Problem to work on:
Swap "screen capture" for "image" in the entries between the line containing "In this screen capture, where is the squirrel?" and the line containing "0 0 825 715", inclusive, and reproduce only those lines with nothing else altered.

Dataset entries:
________________________________________

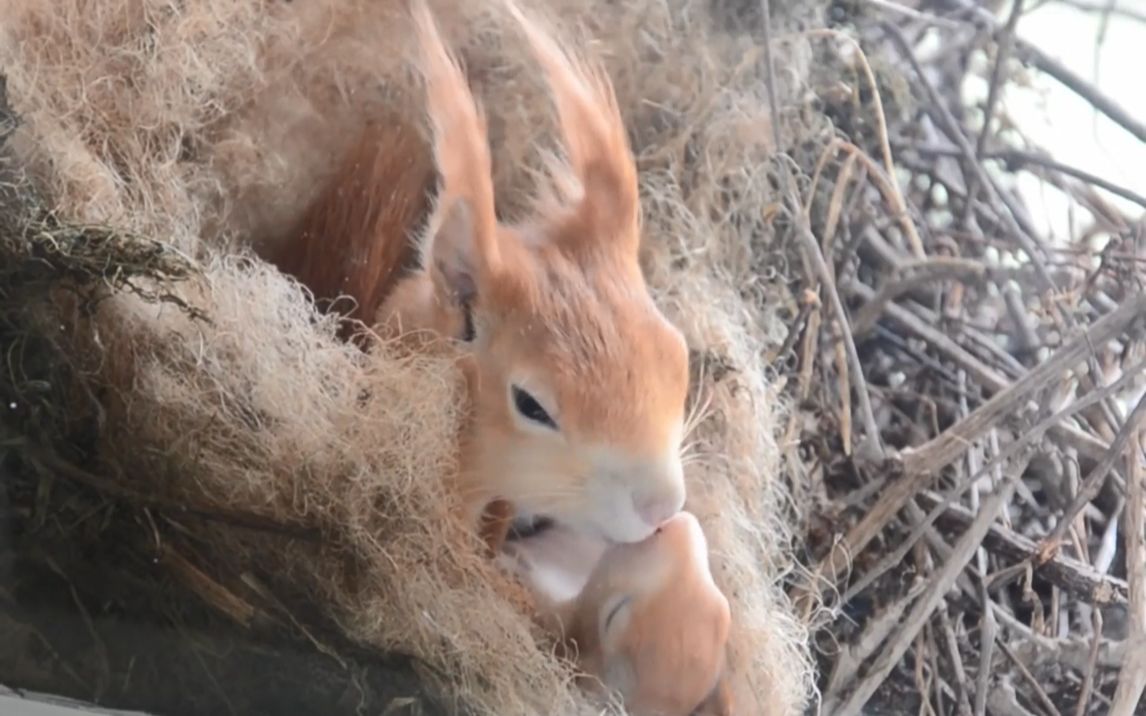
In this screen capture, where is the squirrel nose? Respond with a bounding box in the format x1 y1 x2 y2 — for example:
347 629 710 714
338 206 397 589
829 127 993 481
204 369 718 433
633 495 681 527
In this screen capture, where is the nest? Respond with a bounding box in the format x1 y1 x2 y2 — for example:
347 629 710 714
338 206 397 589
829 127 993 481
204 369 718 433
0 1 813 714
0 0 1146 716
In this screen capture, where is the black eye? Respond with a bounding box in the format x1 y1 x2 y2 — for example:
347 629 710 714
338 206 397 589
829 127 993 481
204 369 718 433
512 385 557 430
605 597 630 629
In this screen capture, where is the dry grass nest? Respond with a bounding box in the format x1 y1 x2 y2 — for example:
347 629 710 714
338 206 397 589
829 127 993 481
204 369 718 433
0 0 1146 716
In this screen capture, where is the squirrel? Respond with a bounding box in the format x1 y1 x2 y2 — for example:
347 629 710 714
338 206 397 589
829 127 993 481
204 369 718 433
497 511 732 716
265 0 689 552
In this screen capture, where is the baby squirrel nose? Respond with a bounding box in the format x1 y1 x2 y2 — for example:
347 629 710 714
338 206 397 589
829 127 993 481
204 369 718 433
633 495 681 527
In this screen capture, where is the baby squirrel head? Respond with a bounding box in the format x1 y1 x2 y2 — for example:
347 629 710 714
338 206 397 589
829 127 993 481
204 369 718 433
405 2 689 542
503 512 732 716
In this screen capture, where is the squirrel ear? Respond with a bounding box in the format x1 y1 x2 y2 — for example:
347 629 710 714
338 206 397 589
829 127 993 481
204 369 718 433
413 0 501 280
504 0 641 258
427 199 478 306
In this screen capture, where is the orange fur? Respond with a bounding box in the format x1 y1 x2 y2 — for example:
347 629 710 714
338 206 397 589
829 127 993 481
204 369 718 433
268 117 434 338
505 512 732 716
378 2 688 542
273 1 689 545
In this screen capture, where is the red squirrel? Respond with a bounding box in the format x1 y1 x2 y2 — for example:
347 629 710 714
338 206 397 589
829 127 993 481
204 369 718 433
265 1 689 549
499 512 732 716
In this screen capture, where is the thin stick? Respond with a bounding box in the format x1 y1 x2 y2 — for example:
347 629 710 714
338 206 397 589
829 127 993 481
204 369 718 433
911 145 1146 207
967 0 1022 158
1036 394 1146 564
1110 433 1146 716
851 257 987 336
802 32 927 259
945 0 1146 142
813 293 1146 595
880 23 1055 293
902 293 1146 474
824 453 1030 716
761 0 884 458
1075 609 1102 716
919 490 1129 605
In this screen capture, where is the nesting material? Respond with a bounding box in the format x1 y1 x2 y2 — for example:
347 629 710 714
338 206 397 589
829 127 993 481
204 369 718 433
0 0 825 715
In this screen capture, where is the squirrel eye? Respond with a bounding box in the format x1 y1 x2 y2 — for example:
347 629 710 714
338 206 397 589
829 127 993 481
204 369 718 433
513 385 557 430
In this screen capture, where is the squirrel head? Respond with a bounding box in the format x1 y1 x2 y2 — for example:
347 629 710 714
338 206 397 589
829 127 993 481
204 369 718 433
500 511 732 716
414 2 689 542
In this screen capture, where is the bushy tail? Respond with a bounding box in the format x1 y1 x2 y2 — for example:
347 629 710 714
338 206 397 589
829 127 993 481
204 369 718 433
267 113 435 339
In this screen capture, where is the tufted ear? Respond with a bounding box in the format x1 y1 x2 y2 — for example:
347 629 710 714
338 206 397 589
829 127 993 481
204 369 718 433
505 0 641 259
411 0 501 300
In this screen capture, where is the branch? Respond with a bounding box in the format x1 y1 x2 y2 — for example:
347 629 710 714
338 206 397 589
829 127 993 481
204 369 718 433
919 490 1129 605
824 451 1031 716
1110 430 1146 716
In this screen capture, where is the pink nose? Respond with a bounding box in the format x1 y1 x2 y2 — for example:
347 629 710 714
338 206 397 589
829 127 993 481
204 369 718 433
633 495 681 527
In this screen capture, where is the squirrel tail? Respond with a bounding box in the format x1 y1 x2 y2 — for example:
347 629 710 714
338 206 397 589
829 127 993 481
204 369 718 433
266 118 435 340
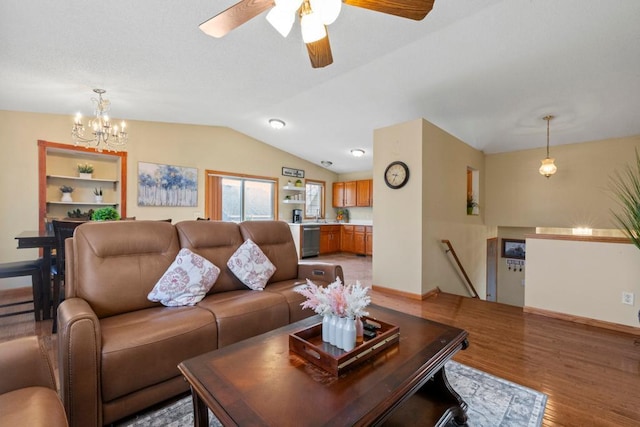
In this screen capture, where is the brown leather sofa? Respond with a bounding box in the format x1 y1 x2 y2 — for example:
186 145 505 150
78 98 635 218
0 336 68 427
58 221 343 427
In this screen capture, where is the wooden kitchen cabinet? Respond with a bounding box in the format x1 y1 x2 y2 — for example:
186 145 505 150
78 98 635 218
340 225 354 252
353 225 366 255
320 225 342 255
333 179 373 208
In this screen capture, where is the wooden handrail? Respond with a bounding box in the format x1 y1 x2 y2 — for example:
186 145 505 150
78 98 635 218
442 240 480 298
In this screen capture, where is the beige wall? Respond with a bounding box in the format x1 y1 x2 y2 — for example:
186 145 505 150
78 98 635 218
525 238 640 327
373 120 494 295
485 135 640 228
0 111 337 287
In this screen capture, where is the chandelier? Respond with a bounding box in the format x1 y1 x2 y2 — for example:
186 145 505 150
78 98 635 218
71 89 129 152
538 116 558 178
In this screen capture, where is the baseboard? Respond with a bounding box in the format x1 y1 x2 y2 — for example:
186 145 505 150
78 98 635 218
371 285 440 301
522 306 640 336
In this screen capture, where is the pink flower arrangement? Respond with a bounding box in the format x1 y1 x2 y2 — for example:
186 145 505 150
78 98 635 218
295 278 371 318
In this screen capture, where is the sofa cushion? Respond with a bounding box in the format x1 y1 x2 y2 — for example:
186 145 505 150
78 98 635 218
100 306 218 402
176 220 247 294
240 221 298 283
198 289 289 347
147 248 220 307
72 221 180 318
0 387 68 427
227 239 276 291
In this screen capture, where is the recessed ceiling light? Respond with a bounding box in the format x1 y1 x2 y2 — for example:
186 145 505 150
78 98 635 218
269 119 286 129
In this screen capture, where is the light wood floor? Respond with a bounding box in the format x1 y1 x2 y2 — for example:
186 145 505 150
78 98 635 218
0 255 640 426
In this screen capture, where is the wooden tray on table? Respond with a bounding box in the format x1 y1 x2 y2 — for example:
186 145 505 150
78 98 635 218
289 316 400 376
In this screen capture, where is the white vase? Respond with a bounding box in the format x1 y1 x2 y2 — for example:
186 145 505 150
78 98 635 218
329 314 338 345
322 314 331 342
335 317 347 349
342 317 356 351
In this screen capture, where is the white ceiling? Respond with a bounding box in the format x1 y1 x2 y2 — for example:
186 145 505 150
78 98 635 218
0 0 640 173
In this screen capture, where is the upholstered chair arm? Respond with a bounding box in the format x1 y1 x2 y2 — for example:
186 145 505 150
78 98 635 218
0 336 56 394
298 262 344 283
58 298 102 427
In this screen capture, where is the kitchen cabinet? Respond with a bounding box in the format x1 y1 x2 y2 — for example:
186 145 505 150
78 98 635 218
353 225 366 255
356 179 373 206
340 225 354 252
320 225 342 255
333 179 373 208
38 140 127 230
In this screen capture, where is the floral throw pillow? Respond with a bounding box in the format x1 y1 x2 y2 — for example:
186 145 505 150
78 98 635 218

________________________________________

Problem solution:
In this image, where is the squirrel? Respond with a bounding box in the format x1 y1 x2 y2 — for example:
347 629 710 714
338 206 397 589
829 127 993 481
204 369 718 433
497 511 732 716
265 0 689 552
In this image, where is the baby squirrel nose? Respond with a bounding box in the format x1 y1 x2 y2 — for example:
347 629 710 714
338 206 397 589
829 127 993 481
204 369 718 433
633 495 681 527
In this image, where is the baby squirrel head? Respond with a bounding box in the format x1 y1 x2 y2 — for example:
347 629 710 714
338 206 397 589
829 127 993 481
204 369 718 433
405 2 689 542
503 512 732 716
In this image, where is the squirrel ear? Respond with a bounding box in the format x1 y1 x2 y2 — for example:
347 629 710 714
338 206 397 589
829 127 993 481
204 369 718 433
413 0 501 280
504 0 641 258
427 199 478 306
In this image, where is the orange fur? Respond with a bounding box in the format x1 y1 x2 y2 — for example:
347 629 710 714
338 206 397 589
829 127 993 481
204 369 718 433
268 117 434 338
505 512 732 716
378 2 688 542
273 1 689 545
In this image, where is the red squirrel? Respond with a bounding box in the format x1 y1 x2 y2 — for example:
347 629 710 714
338 206 397 589
829 127 993 481
204 369 718 433
265 1 689 549
499 512 732 716
In this image, where is the thin stick? Respond with a bounding box in the format x1 y1 x2 y2 — for example:
347 629 710 714
338 206 397 589
829 127 993 481
204 369 718 433
911 145 1146 207
967 0 1022 158
1036 394 1146 564
1110 433 1146 716
851 257 987 336
802 32 927 259
945 0 1146 142
813 293 1146 595
880 23 1055 293
902 293 1146 474
824 453 1030 716
761 0 884 458
1075 609 1102 716
919 490 1129 605
In this image, where is the nesting material? Respond with a bounding box in the format x1 y1 x2 y2 — for example:
347 629 710 714
338 206 397 589
829 127 993 481
204 369 718 433
0 0 825 715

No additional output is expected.